__Supplied material__
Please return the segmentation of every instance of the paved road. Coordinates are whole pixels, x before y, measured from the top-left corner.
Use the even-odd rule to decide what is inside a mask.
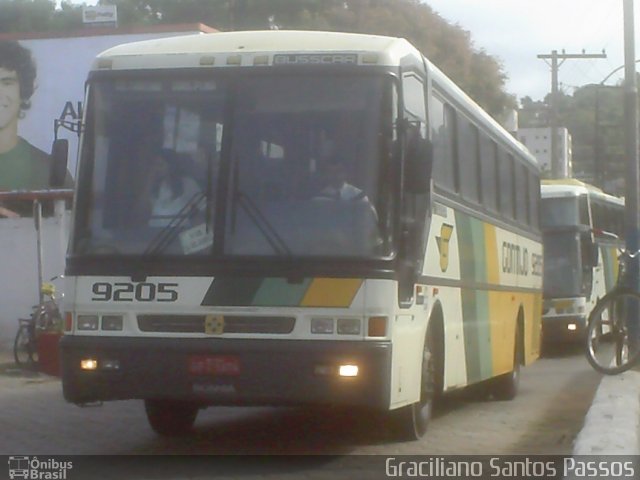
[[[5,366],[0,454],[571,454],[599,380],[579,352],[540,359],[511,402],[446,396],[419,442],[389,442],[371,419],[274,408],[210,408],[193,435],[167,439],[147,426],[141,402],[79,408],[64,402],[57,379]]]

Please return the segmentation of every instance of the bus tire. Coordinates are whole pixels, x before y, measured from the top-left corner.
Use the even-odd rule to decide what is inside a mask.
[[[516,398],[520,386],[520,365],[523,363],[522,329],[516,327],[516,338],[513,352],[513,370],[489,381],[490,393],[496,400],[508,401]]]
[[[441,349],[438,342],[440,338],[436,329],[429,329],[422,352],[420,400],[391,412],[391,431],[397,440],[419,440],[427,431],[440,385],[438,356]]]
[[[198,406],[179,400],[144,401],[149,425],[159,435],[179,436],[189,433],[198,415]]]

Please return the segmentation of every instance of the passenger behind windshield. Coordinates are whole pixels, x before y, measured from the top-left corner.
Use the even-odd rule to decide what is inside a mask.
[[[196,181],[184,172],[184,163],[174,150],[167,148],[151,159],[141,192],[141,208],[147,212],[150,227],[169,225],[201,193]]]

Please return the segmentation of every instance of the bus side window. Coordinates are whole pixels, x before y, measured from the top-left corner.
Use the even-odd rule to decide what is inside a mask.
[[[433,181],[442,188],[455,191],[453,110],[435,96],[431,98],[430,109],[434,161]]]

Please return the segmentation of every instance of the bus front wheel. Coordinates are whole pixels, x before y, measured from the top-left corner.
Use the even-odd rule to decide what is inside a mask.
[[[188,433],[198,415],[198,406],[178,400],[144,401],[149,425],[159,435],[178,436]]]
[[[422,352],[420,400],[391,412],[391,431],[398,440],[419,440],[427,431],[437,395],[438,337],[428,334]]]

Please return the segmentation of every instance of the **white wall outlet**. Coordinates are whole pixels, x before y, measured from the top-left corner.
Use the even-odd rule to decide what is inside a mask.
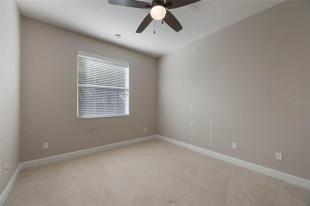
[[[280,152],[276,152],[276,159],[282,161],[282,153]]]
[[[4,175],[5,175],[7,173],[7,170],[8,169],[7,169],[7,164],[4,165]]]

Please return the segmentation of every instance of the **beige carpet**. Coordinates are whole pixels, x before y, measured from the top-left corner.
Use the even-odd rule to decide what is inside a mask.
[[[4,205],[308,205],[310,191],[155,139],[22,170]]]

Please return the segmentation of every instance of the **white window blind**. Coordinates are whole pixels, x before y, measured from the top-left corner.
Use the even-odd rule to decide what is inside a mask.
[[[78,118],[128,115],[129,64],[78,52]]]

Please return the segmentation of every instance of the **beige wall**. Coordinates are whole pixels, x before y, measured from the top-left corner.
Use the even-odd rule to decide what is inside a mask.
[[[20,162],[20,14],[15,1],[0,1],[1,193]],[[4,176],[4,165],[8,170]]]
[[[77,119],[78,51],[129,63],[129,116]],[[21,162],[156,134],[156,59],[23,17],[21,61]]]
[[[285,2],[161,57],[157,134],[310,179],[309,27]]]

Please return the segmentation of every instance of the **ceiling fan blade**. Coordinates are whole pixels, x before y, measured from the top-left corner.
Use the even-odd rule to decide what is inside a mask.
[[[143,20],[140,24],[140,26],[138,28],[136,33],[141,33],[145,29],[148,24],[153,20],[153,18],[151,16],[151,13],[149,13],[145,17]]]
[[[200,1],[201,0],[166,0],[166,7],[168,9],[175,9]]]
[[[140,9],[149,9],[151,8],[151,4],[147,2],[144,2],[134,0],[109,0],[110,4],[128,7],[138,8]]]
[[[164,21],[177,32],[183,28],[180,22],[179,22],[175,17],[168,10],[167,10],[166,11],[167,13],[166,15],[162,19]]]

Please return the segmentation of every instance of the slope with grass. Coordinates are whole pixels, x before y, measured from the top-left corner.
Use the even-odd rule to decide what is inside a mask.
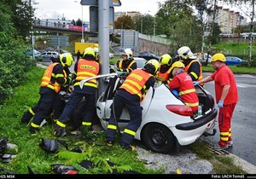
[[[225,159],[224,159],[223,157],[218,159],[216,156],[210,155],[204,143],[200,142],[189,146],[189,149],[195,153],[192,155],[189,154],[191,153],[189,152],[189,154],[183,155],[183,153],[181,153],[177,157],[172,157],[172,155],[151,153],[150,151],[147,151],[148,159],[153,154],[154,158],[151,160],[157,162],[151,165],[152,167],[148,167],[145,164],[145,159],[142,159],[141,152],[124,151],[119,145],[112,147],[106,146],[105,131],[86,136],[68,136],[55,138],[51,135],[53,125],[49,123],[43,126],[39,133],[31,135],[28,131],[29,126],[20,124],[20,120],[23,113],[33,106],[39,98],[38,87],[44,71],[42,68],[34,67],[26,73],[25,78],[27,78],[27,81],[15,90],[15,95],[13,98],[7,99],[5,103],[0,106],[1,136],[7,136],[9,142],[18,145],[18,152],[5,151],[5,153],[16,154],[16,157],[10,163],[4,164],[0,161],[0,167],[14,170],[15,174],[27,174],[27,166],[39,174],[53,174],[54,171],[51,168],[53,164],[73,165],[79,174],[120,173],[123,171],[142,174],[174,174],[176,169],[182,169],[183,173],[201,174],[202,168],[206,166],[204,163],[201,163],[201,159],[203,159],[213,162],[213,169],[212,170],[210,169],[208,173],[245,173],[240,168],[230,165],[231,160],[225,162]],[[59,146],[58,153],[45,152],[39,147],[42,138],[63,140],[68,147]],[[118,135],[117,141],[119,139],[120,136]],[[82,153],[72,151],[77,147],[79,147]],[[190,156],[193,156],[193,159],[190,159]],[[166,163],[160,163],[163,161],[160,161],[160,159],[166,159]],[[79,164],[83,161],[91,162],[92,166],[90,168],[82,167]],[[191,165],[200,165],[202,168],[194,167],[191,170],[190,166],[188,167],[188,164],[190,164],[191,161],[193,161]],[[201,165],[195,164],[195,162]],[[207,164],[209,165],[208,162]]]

__The request__
Copy every record above exactly, leaving out the pictures.

__Response for this exercise__
Please return the segmentation of every instance of the paved road. Coordinates are whole pixels, x before y, measured from the top-left corner.
Use the even-odd rule to decide what is inside a mask.
[[[5,366],[0,454],[571,454],[599,380],[579,352],[540,359],[511,402],[446,396],[419,442],[389,442],[371,419],[274,408],[210,408],[193,435],[167,439],[147,426],[141,402],[79,408],[64,402],[57,379]]]

Please return the segmentation of every instance of the bus tire. Coordinates are whole pixels, x before y, measured from the top-left corner.
Use the even-odd rule to decide what is inside a mask.
[[[516,398],[520,386],[520,365],[523,363],[522,329],[516,327],[516,338],[513,352],[513,370],[489,381],[490,393],[496,400],[508,401]]]
[[[441,349],[438,342],[440,338],[436,329],[429,329],[422,352],[420,400],[391,412],[391,431],[397,440],[419,440],[427,431],[440,385],[438,356]]]
[[[198,406],[179,400],[144,401],[149,425],[159,435],[179,436],[189,433],[198,415]]]

Please return the segmentation of every instance of the passenger behind windshield. Coordinates are whole pixels, x before y, measured from the top-left corner.
Use the even-odd rule to decide what is inside a mask.
[[[196,181],[184,172],[184,163],[174,150],[167,148],[151,159],[141,192],[141,208],[147,212],[150,227],[169,225],[201,193]]]

Please return the segmentation of every instance of the bus side window. Coordinates are whole pixels, x before y, measured from the top-left corner.
Use the even-odd rule to decide what is inside a mask.
[[[433,181],[442,188],[455,191],[453,110],[435,96],[431,98],[430,109],[434,161]]]

Please return the segmentation of every instance of the bus front wheel. Coordinates are whole pixels, x before y, measured from the top-left corner.
Use the even-odd rule to decide what is inside a mask.
[[[188,433],[198,415],[198,406],[178,400],[144,401],[149,425],[159,435],[178,436]]]
[[[422,352],[420,400],[391,412],[391,431],[398,440],[419,440],[427,431],[437,395],[438,337],[428,334]]]

Please return the segmentation of every instance of the **white wall outlet**. Coordinates are whole pixels, x before y, measured from the top-left corner.
Use the even-odd rule to decide what is inside a mask.
[[[280,152],[276,152],[276,159],[282,161],[282,153]]]
[[[4,175],[5,175],[7,173],[7,170],[8,169],[7,169],[7,164],[4,165]]]

Please return the segmentation of every instance of the **beige carpet**. Coordinates are whole pixels, x before y, measured from the top-left corner.
Use the even-odd rule to decide what is inside a mask.
[[[4,205],[308,205],[310,191],[155,139],[22,170]]]

Please return the segmentation of every instance of the **white window blind**. Coordinates are whole pixels, x before y, measured from the top-left corner.
Use the even-odd rule to decide what is inside a mask.
[[[78,118],[128,115],[129,64],[78,52]]]

Please return the segmentation of every instance of the **beige wall**. Coordinates are whole pixels, x before y, measured from the top-left corner.
Use the even-odd rule to decide what is inside a mask.
[[[20,162],[20,14],[15,1],[0,1],[1,193]],[[4,176],[4,165],[8,170]]]
[[[77,119],[78,51],[129,63],[129,116]],[[21,162],[156,134],[156,59],[23,17],[21,61]]]
[[[285,2],[161,57],[157,134],[310,179],[309,27]]]

Please return the segmentation of every instance of the **ceiling fan blade**. Coordinates are whole pixels, x before y, measured from the top-left corner.
Use the even-odd rule to decide what is inside a mask.
[[[143,20],[140,24],[140,26],[138,28],[136,33],[141,33],[145,29],[148,24],[153,20],[153,18],[151,16],[151,13],[149,13],[145,17]]]
[[[200,1],[201,0],[166,0],[166,7],[168,9],[175,9]]]
[[[140,9],[149,9],[151,8],[151,4],[147,2],[144,2],[134,0],[109,0],[110,4],[128,7],[138,8]]]
[[[164,21],[177,32],[183,28],[180,22],[179,22],[175,17],[168,10],[167,10],[166,11],[167,13],[166,15],[162,19]]]

Please return the segmentation of every instance of the slope with grass. Coordinates are whole pixels, x before y, measured from the top-left corner.
Use the even-odd rule to decide what is inside a mask.
[[[225,159],[224,159],[223,157],[218,159],[216,156],[210,155],[204,143],[200,142],[189,146],[189,149],[195,153],[192,155],[189,154],[191,153],[189,152],[189,154],[183,155],[183,153],[181,153],[177,157],[172,157],[172,155],[151,153],[150,151],[147,151],[148,159],[153,154],[154,158],[151,160],[157,162],[151,165],[152,167],[148,167],[145,164],[145,159],[142,159],[141,152],[124,151],[119,145],[112,147],[106,146],[105,131],[86,136],[68,136],[55,138],[51,135],[53,125],[49,123],[43,126],[39,133],[31,135],[28,131],[29,126],[20,124],[20,120],[23,113],[33,106],[39,98],[38,87],[44,71],[42,68],[34,67],[26,73],[25,78],[27,78],[27,81],[15,90],[15,95],[13,98],[7,99],[5,103],[0,106],[1,136],[7,136],[9,142],[18,145],[18,152],[5,151],[5,153],[16,154],[16,157],[10,163],[4,164],[0,161],[0,167],[14,170],[15,174],[27,174],[27,166],[39,174],[53,174],[54,171],[51,168],[53,164],[73,165],[79,174],[120,173],[123,171],[142,174],[174,174],[176,169],[182,169],[183,173],[201,174],[202,168],[206,166],[204,163],[201,163],[201,159],[203,159],[213,162],[213,169],[212,170],[210,169],[208,173],[245,173],[240,168],[230,165],[231,160],[225,162]],[[59,146],[58,153],[45,152],[39,147],[42,138],[63,140],[68,147]],[[118,135],[117,141],[119,139],[120,136]],[[82,153],[72,151],[77,147],[79,147]],[[190,156],[193,156],[193,159],[190,159]],[[166,163],[160,163],[163,161],[160,161],[160,159],[166,159]],[[79,164],[83,161],[91,162],[92,166],[90,168],[82,167]],[[191,165],[200,165],[202,168],[194,167],[191,170],[190,166],[188,167],[188,164],[190,164],[191,161],[193,161]],[[201,165],[195,164],[195,162]],[[207,164],[209,165],[208,162]]]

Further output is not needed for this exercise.